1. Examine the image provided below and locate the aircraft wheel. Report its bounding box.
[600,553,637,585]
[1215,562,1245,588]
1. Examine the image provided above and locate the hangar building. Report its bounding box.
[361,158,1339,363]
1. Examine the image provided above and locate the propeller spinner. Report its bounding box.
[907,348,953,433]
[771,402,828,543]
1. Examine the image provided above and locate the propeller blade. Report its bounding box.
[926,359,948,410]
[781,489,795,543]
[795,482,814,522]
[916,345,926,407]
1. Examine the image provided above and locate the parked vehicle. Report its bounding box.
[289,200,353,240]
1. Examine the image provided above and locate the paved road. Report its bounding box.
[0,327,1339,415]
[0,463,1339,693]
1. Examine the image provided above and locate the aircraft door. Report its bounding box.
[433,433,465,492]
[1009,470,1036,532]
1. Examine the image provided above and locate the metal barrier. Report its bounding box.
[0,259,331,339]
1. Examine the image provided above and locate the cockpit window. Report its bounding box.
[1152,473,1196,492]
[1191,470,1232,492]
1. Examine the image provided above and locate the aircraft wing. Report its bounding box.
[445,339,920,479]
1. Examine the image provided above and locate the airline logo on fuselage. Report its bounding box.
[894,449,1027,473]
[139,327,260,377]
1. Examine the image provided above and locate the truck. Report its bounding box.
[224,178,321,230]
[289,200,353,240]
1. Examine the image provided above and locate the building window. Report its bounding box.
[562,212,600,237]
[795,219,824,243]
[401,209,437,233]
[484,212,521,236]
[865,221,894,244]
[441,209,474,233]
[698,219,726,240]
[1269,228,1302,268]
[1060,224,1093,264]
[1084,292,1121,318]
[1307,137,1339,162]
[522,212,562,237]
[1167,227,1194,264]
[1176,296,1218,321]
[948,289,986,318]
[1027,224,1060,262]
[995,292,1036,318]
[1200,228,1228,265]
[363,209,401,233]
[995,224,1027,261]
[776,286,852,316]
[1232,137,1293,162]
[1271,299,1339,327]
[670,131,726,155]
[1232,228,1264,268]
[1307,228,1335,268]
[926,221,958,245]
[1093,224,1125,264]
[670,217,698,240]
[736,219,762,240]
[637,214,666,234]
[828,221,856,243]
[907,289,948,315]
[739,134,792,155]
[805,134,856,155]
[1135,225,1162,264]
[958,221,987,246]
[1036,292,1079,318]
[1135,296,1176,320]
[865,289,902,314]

_Goal:_ Please write out the items above again, replacing "Examine" with "Study" everywhere it occurs and keeping everything else unchanged.

_Exercise solution:_
1. Study the image provided below and locate the aircraft wheel. Report its bounding box.
[600,553,637,585]
[1215,562,1245,588]
1. Study the image provided above and locate the hangar building. Report its bounding box.
[361,158,1339,363]
1. Study the image provided above and locate the propeller spinner. Report its bounding box.
[907,348,953,433]
[771,402,828,543]
1. Study the image provided above and locate the propeller blade. Report its bounding box.
[926,359,948,410]
[781,489,795,543]
[795,482,814,522]
[916,345,926,407]
1. Study the image provided above and locate the parked vehicle. Report its bounding box.
[289,200,353,240]
1. Study the image provided above and locate the paved road. Report its bounding box.
[0,327,1339,415]
[0,463,1339,693]
1. Study the image provided above and locate the aircraft door. Report its bounding box.
[433,433,465,492]
[1009,470,1036,532]
1. Study the image provided above and locate the metal barrier. Report its bounding box.
[0,259,331,339]
1. Study the image provided above and locate the cockpit window. Report its bounding box.
[1152,473,1196,492]
[1191,470,1232,492]
1. Study the image provided above and locate the aircraft wing. Report its bounding box.
[445,339,920,479]
1. Study the image provided above and locate the airline logo on fuselage. Report its bounding box.
[894,449,1027,473]
[139,327,260,377]
1. Study the image provided above and locate the truck. Report its bounding box.
[224,178,321,230]
[289,200,353,240]
1. Study the image provided above and locate the building window. Report its bounding box.
[562,212,600,237]
[795,219,824,243]
[401,209,437,233]
[484,212,521,236]
[865,221,894,244]
[441,209,474,233]
[698,219,726,240]
[1269,228,1302,268]
[1060,224,1093,264]
[1084,292,1121,318]
[1307,137,1339,162]
[522,212,562,237]
[1167,227,1194,264]
[1176,296,1218,321]
[948,289,986,318]
[1027,224,1060,262]
[995,292,1036,318]
[1200,228,1228,265]
[363,209,401,233]
[995,224,1027,261]
[776,286,852,316]
[1232,137,1293,162]
[1271,299,1339,327]
[670,131,726,155]
[1232,228,1264,268]
[1307,228,1335,268]
[926,221,958,245]
[1093,224,1125,264]
[670,217,698,240]
[736,219,762,240]
[637,214,666,234]
[828,221,856,243]
[907,289,948,315]
[739,134,792,155]
[805,134,856,155]
[1135,225,1162,264]
[958,221,987,246]
[1036,292,1079,318]
[1135,296,1176,320]
[865,289,902,314]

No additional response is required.